# Given request
Print the entries below word for word, from the very first line through the line with "x=243, y=295", and stop there.

— BEGIN Exercise data —

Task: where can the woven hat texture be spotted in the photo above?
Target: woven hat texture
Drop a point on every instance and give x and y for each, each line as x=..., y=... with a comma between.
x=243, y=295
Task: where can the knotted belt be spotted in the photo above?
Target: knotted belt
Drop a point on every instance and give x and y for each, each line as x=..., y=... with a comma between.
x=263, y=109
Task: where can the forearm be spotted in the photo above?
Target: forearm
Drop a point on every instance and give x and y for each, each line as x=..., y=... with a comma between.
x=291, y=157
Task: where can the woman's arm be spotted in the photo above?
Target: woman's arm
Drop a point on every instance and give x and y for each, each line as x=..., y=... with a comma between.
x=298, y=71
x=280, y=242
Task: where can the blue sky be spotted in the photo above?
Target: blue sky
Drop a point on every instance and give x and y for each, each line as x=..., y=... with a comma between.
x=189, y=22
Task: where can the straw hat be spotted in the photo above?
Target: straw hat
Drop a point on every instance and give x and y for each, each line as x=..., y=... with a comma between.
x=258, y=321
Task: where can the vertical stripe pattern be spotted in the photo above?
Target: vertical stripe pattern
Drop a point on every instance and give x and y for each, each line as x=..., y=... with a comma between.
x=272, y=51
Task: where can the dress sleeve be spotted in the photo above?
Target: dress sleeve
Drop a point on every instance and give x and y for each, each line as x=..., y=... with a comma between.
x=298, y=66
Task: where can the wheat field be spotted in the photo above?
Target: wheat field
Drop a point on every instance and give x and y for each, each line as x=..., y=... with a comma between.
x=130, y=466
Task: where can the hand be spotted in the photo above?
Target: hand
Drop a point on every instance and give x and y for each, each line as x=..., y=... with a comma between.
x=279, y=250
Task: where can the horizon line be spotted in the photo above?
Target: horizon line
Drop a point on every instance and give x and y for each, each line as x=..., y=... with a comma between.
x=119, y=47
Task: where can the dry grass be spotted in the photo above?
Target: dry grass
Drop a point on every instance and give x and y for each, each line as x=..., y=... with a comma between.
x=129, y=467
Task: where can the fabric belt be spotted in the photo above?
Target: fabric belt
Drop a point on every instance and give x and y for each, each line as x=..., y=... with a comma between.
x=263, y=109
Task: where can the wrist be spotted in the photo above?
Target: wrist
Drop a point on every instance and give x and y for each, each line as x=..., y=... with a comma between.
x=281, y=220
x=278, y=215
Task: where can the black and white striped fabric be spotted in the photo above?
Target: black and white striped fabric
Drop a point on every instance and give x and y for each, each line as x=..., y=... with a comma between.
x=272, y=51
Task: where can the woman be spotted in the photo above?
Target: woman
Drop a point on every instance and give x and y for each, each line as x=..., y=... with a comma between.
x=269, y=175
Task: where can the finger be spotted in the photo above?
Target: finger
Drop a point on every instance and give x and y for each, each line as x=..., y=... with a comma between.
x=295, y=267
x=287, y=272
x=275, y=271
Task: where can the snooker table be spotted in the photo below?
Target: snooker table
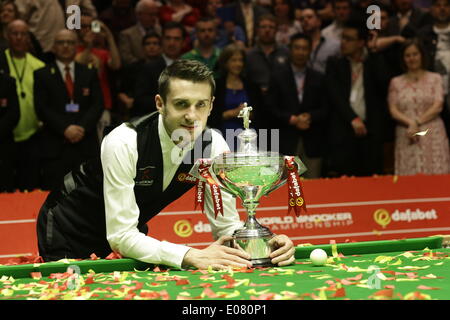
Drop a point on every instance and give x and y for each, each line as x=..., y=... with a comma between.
x=407, y=269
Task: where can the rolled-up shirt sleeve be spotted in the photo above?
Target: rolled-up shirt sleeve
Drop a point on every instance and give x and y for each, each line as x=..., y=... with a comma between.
x=227, y=223
x=119, y=157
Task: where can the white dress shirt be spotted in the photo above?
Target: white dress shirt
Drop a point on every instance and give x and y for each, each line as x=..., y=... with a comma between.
x=119, y=158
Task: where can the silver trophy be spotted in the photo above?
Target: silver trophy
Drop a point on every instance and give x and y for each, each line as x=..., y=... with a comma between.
x=249, y=174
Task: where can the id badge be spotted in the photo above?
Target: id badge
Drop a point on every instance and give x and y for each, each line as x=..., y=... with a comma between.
x=72, y=107
x=353, y=96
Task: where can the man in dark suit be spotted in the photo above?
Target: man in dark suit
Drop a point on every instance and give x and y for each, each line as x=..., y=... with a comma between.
x=69, y=103
x=173, y=36
x=9, y=117
x=295, y=104
x=357, y=87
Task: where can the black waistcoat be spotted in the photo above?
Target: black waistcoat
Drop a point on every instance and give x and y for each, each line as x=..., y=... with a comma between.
x=79, y=210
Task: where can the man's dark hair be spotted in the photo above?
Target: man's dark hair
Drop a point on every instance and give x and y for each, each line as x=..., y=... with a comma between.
x=360, y=26
x=226, y=54
x=206, y=19
x=300, y=35
x=267, y=16
x=173, y=25
x=290, y=4
x=190, y=70
x=151, y=34
x=419, y=45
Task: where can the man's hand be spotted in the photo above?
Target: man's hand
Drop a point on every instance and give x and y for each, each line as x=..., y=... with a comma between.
x=359, y=127
x=74, y=133
x=284, y=250
x=218, y=256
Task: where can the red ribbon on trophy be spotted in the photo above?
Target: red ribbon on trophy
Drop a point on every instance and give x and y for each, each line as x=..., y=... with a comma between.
x=213, y=185
x=296, y=199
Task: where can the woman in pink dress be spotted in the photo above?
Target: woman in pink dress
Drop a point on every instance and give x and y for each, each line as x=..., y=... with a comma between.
x=415, y=102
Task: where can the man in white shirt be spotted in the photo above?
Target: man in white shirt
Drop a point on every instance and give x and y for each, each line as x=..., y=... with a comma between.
x=106, y=204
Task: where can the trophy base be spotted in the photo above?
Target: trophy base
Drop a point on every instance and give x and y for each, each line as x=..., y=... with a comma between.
x=262, y=263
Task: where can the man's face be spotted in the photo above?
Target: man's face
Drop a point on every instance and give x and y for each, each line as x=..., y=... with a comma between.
x=267, y=30
x=441, y=11
x=148, y=16
x=64, y=47
x=384, y=17
x=403, y=5
x=350, y=43
x=86, y=25
x=186, y=109
x=300, y=52
x=152, y=47
x=121, y=4
x=342, y=10
x=412, y=58
x=212, y=6
x=309, y=21
x=18, y=37
x=172, y=42
x=281, y=8
x=206, y=33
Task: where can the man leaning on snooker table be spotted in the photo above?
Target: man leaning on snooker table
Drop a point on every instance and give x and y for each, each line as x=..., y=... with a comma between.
x=104, y=205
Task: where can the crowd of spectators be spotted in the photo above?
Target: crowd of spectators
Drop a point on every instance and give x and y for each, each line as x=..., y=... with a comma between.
x=348, y=99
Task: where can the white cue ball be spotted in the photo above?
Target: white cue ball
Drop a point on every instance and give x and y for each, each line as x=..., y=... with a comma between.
x=318, y=257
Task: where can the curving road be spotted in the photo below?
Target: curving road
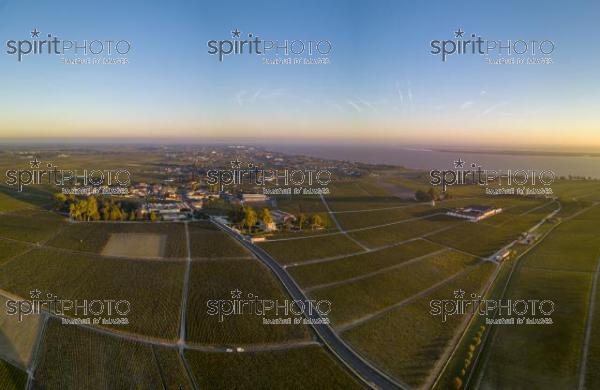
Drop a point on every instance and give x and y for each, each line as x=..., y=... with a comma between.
x=370, y=375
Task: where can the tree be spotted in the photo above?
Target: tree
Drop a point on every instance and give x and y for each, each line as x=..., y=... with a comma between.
x=91, y=209
x=457, y=383
x=433, y=194
x=115, y=213
x=236, y=216
x=315, y=221
x=301, y=220
x=61, y=200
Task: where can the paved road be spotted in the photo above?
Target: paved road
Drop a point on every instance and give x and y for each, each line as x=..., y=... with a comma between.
x=364, y=370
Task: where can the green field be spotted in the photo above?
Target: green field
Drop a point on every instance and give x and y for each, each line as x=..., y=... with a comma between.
x=485, y=239
x=353, y=266
x=11, y=378
x=541, y=356
x=215, y=280
x=592, y=378
x=17, y=338
x=152, y=287
x=302, y=368
x=75, y=358
x=408, y=341
x=9, y=203
x=359, y=195
x=359, y=298
x=392, y=234
x=206, y=240
x=299, y=250
x=93, y=236
x=10, y=249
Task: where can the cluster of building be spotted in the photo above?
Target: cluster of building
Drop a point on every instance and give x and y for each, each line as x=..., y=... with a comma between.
x=474, y=213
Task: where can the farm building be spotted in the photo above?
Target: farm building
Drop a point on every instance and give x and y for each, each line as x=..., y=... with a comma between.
x=474, y=213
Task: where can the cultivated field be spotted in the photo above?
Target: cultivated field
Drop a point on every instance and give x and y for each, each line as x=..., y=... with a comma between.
x=17, y=338
x=216, y=280
x=309, y=368
x=356, y=299
x=290, y=251
x=94, y=236
x=404, y=230
x=208, y=241
x=11, y=378
x=310, y=275
x=75, y=358
x=408, y=341
x=561, y=269
x=30, y=225
x=152, y=287
x=10, y=249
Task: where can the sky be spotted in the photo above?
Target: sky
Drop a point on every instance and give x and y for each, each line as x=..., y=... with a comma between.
x=381, y=84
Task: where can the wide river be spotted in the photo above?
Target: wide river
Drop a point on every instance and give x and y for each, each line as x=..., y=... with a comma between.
x=427, y=159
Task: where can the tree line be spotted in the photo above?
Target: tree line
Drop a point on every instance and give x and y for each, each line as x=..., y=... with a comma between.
x=247, y=218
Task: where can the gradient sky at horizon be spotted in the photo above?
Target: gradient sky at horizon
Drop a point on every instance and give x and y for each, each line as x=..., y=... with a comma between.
x=382, y=83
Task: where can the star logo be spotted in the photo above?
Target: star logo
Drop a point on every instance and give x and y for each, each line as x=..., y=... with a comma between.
x=459, y=163
x=35, y=163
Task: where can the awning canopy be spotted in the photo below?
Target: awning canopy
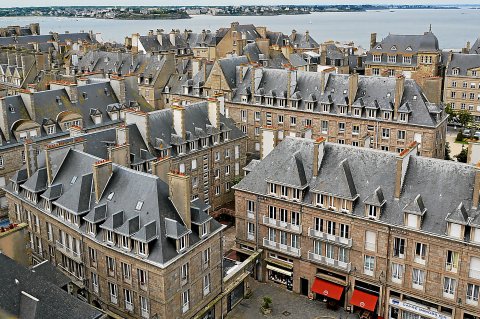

— END Exercise data —

# The completed task
Task: where can the woven hat texture be spotted in the photo above?
Target: woven hat texture
Drop a point on every instance and give x and y for each, each line as x=..., y=... with a comma between.
x=243, y=295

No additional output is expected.